Directions for this task: Please return, word for word, the line containing "Target: reflection on glass" and each line after it through the end of the data below, and nothing else.

Stored data entries
[Start of Attachment]
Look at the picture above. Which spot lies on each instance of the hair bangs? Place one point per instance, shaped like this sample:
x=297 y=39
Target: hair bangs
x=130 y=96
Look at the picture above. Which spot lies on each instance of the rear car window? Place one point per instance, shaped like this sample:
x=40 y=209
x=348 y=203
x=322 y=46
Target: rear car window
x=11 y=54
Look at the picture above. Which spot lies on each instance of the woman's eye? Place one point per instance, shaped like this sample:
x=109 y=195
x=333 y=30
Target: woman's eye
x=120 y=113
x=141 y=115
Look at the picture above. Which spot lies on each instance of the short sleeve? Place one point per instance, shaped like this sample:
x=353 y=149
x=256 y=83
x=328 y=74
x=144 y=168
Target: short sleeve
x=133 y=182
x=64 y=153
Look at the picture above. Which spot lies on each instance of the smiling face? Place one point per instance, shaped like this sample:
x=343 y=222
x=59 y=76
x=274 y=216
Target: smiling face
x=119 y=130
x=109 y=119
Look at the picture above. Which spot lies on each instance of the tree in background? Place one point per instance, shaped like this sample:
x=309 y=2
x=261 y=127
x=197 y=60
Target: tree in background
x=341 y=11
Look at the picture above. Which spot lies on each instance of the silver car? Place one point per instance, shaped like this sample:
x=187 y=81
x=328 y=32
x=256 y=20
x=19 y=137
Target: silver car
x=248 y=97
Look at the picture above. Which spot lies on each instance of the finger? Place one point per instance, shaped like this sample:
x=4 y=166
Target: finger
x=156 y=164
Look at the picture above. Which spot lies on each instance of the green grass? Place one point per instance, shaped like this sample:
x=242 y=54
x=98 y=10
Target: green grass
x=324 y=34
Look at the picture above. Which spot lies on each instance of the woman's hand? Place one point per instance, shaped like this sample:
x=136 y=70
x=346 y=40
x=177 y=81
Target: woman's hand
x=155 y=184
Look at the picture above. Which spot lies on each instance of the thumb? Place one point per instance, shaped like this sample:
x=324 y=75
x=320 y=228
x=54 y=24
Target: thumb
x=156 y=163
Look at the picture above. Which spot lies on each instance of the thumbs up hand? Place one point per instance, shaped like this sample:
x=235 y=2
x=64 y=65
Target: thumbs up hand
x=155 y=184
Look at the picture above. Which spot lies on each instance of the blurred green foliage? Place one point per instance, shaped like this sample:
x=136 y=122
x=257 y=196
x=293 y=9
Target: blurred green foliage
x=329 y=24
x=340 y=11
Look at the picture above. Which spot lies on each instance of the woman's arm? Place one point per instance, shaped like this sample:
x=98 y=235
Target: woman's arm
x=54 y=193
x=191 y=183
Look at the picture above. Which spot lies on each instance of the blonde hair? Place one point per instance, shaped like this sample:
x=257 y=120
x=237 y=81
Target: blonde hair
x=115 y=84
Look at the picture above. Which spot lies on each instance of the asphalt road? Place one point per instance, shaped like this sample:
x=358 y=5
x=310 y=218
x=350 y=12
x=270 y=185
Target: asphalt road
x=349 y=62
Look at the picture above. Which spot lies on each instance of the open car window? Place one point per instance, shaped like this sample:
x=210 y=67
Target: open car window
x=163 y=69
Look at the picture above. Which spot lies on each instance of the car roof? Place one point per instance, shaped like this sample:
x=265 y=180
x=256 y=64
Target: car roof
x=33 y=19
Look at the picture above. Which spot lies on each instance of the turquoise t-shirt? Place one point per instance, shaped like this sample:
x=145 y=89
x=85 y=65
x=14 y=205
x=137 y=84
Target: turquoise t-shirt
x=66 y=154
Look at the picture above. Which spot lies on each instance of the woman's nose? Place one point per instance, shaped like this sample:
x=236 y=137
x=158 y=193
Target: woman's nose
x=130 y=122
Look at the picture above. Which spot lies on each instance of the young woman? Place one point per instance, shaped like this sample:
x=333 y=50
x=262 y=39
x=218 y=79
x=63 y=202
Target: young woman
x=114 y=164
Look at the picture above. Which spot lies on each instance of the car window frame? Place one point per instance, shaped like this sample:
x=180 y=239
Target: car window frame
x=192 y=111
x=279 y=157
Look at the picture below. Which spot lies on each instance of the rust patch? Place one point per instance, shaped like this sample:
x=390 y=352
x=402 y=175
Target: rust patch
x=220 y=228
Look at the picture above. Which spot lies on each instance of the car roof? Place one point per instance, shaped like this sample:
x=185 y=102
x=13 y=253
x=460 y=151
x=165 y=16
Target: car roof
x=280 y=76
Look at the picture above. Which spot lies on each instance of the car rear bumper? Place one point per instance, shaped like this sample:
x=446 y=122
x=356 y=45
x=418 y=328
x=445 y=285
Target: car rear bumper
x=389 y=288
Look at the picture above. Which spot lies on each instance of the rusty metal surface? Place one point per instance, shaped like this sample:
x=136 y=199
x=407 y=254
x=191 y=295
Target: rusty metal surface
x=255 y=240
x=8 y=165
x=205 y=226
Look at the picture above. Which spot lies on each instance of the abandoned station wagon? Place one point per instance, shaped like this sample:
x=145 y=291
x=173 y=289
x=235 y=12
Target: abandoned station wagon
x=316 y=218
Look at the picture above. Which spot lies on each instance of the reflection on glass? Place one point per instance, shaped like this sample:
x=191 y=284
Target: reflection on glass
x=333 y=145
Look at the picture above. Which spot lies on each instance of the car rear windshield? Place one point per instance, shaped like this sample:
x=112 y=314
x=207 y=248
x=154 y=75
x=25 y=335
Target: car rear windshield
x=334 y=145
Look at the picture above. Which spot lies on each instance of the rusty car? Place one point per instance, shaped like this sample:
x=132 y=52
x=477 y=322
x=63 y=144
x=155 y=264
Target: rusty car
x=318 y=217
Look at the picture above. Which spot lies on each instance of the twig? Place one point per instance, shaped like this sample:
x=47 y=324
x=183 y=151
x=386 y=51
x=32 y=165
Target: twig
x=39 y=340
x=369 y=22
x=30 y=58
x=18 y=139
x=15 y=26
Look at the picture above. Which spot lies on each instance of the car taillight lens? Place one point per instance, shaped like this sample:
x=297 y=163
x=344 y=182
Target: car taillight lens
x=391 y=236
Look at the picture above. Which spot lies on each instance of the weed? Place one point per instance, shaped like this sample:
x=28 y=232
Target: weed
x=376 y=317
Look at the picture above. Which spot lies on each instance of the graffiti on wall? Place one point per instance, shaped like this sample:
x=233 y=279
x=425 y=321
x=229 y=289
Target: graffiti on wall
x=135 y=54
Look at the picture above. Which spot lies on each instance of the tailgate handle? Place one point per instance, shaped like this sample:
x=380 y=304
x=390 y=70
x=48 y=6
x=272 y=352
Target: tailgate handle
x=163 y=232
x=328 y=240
[End of Attachment]
Response to this exercise:
Target: reflection on glass
x=333 y=145
Look at the picture above. Which spot lies on each instance of the car rear windshield? Place one point per instance, shaped like this sample:
x=112 y=314
x=207 y=248
x=154 y=75
x=25 y=335
Target: car rear windshield
x=334 y=145
Look at the picture above. Which spot lies on each instance of the rusty car? Place one point per instance, shaped like this sample:
x=132 y=52
x=477 y=322
x=63 y=144
x=155 y=264
Target: rusty car
x=318 y=217
Look at the picture above. Which spot lies on each instance of the twig? Place one point per instance, shaped like this sample:
x=47 y=324
x=183 y=151
x=386 y=51
x=32 y=165
Target: twig
x=39 y=340
x=369 y=22
x=30 y=58
x=18 y=139
x=15 y=26
Look at the picture above. Which spot lies on each instance of the car taillight lens? Place one point per instance, shaped like this sample:
x=297 y=163
x=344 y=182
Target: car taillight lens
x=391 y=236
Look at the picture above. Which spot lies on each instance of the weed? Place one point per instance, shaped like this sample:
x=28 y=232
Target: weed
x=376 y=317
Look at the picture above. Which spot lies on each instance of the graffiti on wall? Place one point per instance, shaped like this sample:
x=233 y=279
x=425 y=321
x=229 y=289
Target: graffiti on wall
x=135 y=54
Look at the picture above. Which spot lies on each instance of the tailgate handle? Place one point per instance, shaped like this sample:
x=380 y=304
x=390 y=70
x=48 y=6
x=272 y=352
Target: tailgate handle
x=163 y=232
x=328 y=240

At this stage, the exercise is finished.